▸ INSTRUCTIONS TO FOLLOW
Where a line holds the word "drawer", copy it from the records.

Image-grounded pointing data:

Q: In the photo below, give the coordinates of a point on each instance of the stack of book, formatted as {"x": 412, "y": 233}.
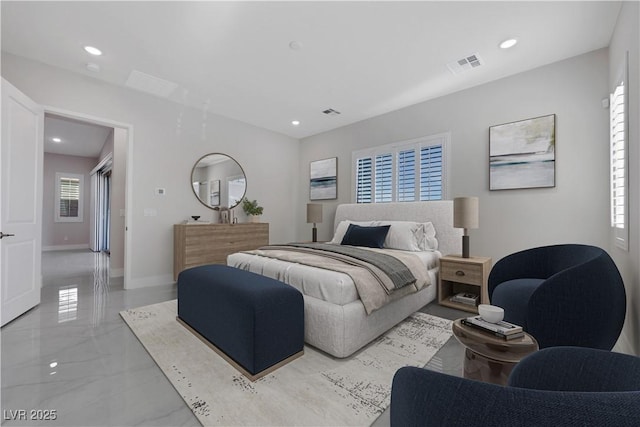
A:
{"x": 465, "y": 298}
{"x": 502, "y": 329}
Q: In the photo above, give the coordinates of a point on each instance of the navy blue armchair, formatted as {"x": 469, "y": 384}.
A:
{"x": 563, "y": 295}
{"x": 558, "y": 386}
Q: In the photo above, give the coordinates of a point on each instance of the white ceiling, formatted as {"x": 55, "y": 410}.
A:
{"x": 77, "y": 138}
{"x": 360, "y": 58}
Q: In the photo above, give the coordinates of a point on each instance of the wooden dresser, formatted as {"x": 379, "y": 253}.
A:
{"x": 200, "y": 244}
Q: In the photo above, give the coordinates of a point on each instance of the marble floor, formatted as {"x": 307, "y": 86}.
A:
{"x": 72, "y": 358}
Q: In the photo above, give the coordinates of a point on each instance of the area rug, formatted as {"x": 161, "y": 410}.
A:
{"x": 313, "y": 390}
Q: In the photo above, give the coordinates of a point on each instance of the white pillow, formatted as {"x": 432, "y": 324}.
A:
{"x": 430, "y": 242}
{"x": 341, "y": 229}
{"x": 404, "y": 235}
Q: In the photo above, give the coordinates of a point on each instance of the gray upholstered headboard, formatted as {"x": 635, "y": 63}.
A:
{"x": 440, "y": 213}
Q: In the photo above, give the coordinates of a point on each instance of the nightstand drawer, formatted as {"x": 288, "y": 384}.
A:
{"x": 460, "y": 272}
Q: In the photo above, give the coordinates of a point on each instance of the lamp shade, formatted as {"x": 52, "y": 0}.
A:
{"x": 314, "y": 213}
{"x": 465, "y": 212}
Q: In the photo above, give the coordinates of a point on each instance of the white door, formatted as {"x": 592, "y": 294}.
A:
{"x": 21, "y": 157}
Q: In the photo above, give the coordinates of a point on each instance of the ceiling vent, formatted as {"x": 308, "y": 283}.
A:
{"x": 150, "y": 84}
{"x": 465, "y": 64}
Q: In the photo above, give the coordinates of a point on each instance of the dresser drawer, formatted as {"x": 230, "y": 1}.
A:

▸ RESULT OF THIS TASK
Q: In the photo above, give the coordinates of a point on each instance of the nightstand drawer, formatted as {"x": 288, "y": 384}.
Q: In the photo above, give the coordinates of a point on each instance of the dresser drawer, formatted as {"x": 230, "y": 1}.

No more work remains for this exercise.